● Trecho do texto:

Tais assertivas foram corroboradas pelo depoimento de um dos requeridos, Sr. PEDRO ELIAS DE SOUZA realizado perante o Ministério Público do Amazonas (registro nº 5110621) em que o mesmo declara:
“(..) tratava-se de procedimento de praxe o envio de alguns pacientes pela SUSAM ao Hospital SÍRIO LIBANÊS, sendo comum a solicitação por parte de pessoas influentes; QUE era comum a cobrança de valores por parte do Sírio Libanês à SUSAM, via e-mail, como de regra (…); que nem mesmo na Secretaria havia um procedimento administrativo que analisasse e fundamentasse os tratamentos em questão (…)”.
Todos os réus foram Secretários da pasta de saúde à época dos respectivos fatos, sendo eles, em tese, responsáveis pela autorização ilegal que resultou nas despesas indevidas e geradas em detrimento do público usuário do SUS, já que se tratavam de autorizações de TFD (tratamento fora de domicílio) sem qualquer amparo legal e para pacientes sem perfil do SUS, bem como para atitudes que não integram política pública de saúde,
Importante ressaltar que os autos demonstram a natureza e origem da verba utilizada para pagamento dos tratamentos privilegiados no Hospital Sírio Libanês. As despesas foram custeadas com verbas federais destinadas aos pacientes do SUS – Sistema Único de Saúde, conforme demonstram os laudos da Controladoria Geral da União. Neste ponto, as provas demonstram que as contas utilizadas recebiam verbas federais, o que justifica inclusive a competência da Justiça Federal.
Tal situação informa os indícios de ato de improbidade que atenta contra os princípios da Administração Pública especificamente previsto em Lei, o que é suficiente para o recebimento da inicial, nos termos da lei de regência.

● Dados de entrada:
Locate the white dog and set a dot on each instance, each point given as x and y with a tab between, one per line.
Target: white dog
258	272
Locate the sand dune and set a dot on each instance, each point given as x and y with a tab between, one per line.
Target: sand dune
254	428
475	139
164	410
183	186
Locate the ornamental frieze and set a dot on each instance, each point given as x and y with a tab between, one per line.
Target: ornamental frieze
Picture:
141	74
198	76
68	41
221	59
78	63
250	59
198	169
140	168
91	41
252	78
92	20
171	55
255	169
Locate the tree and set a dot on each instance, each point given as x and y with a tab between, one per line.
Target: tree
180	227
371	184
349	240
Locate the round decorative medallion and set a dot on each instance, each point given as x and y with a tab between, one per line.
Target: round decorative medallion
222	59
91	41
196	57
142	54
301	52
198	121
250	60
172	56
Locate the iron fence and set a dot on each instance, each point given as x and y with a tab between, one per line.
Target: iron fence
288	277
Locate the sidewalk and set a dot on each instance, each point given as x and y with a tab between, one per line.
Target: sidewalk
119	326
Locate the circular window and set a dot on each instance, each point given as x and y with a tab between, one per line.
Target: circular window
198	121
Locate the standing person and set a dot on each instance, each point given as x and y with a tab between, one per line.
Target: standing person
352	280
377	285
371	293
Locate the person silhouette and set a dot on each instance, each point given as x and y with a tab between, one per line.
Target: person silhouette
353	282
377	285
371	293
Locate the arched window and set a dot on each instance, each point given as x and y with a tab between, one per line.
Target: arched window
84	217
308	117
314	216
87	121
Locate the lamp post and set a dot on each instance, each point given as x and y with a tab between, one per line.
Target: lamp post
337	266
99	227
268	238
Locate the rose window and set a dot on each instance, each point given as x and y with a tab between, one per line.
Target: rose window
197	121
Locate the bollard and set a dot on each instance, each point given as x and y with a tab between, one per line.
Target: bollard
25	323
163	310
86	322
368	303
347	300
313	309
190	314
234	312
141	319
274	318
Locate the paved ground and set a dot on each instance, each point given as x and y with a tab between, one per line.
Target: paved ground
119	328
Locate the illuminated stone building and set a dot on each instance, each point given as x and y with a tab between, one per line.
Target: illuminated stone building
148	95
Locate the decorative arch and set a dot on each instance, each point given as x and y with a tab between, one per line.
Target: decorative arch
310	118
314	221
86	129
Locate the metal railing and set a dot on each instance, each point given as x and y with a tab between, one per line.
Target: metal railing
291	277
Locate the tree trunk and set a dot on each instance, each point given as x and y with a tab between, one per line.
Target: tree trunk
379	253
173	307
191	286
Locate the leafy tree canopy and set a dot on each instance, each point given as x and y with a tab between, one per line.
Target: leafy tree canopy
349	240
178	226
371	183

● O que fazer:
a – De acordo com o trecho do texto, perante qual órgão foi realizado o depoimento de Pedro Elias de Souza?
b – Traduza para o inglês esta frase do trecho do texto: "As despesas foram custeadas com verbas federais destinadas aos pacientes do SUS – Sistema Único de Saúde, conforme demonstram os laudos da Controladoria Geral da União."

● Respostas por tarefa:
a – Perante o Ministério Público do Amazonas.

b – The expenses were paid with federal funds intended for patients of the SUS – Sistema Único de Saúde (Unified Health System), as shown by the reports of the Controladoria Geral da União.